Object point labels:
<<<<

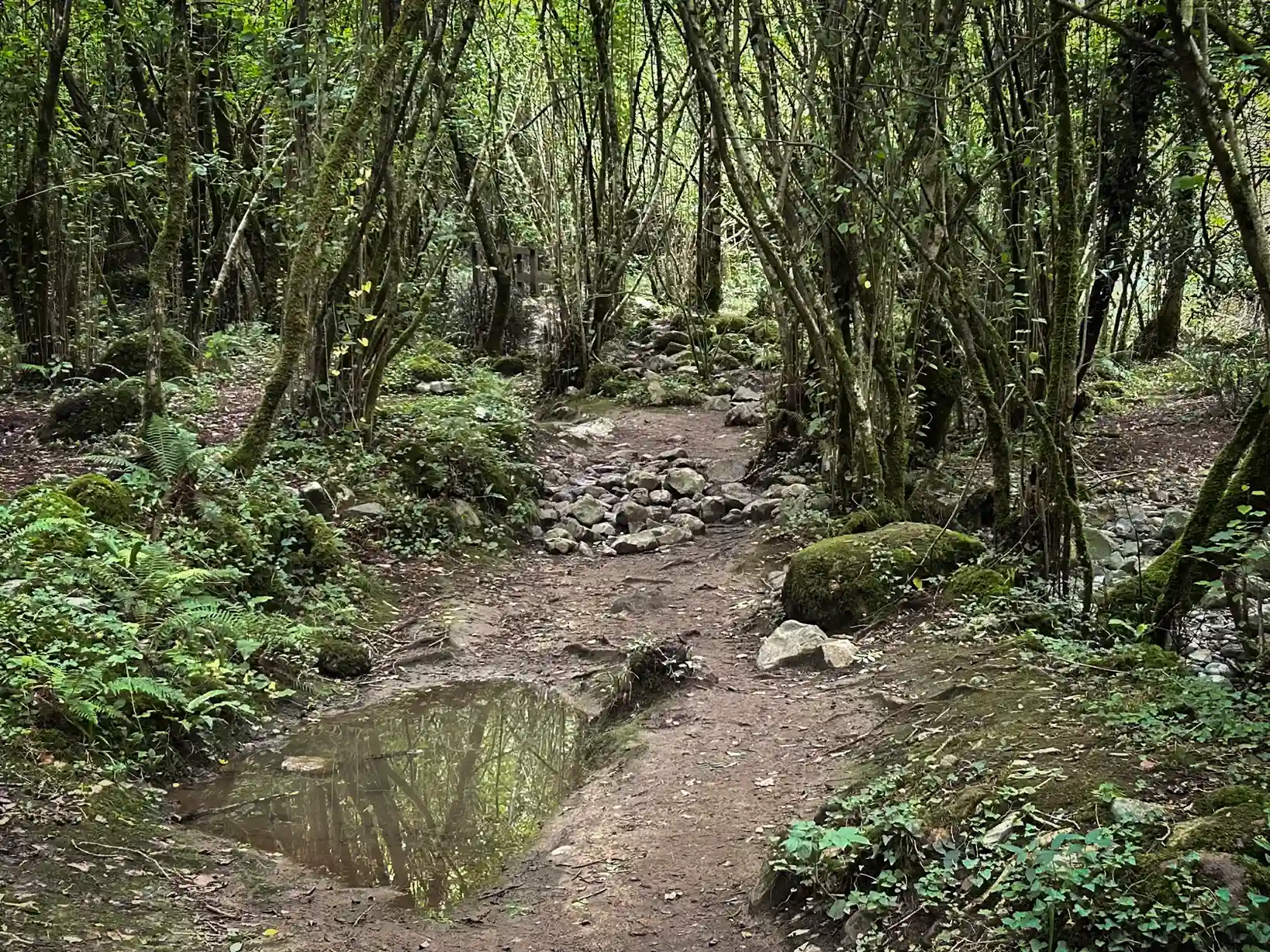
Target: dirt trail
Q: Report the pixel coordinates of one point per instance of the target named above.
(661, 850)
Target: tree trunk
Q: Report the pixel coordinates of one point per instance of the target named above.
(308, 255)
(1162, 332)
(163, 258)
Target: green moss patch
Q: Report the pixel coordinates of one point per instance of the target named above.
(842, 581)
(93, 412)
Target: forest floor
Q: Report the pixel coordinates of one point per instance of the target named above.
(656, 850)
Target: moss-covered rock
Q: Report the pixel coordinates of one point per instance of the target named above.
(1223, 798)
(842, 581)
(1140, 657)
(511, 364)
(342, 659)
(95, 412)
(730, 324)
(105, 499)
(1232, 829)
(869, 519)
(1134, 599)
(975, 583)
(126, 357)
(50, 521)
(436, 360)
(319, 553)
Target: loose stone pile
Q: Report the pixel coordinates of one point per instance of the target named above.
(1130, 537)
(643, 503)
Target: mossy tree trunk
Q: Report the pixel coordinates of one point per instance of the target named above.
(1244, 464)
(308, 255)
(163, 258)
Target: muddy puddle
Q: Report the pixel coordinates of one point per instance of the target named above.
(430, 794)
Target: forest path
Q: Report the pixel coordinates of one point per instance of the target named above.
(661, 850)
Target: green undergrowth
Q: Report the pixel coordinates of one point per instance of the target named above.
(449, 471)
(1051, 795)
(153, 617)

>>>>

_What you will do_
Quote the data above in full, leaving out the pictures it holds.

_Finished exercise_
Target: dirt trail
Q: Report the pixel coordinates of one point per instance of the target named above.
(661, 850)
Target: tree trunk
Q: Report the pixel coordinates of one point per instance of the target named above.
(308, 255)
(1162, 332)
(163, 258)
Target: green moss patch
Q: Report the pixel coordinates of one point per instance of the target named above.
(842, 581)
(93, 412)
Target: forest floor
Q: Report the pixel coordinates of one point per instance of the target named above.
(656, 850)
Target: moss-covered rock
Q: Report the pixel coordinates of one point per instance of the target named above.
(1223, 798)
(842, 581)
(1140, 657)
(511, 364)
(342, 659)
(95, 412)
(730, 324)
(105, 499)
(1232, 829)
(869, 519)
(1134, 599)
(975, 583)
(126, 357)
(50, 521)
(436, 360)
(319, 553)
Target: loose stone pile
Q: Report the pixel coordinates of one point per instance of the target named above.
(1130, 537)
(643, 503)
Target: mossy tree trunk
Q: Report the pixel coordinates of one point per instance of the target named above.
(1244, 464)
(308, 255)
(163, 258)
Target: muddy puddle
Q: Report the pixel coordinates of one point per instance of the target named above.
(430, 794)
Target: forest path
Q: Report the pixel coordinates of one point per instance of the target named above.
(661, 850)
Target: green undergrowth
Q: Report the pixel coordinates of one point per instance of the target named above.
(449, 471)
(1051, 795)
(153, 617)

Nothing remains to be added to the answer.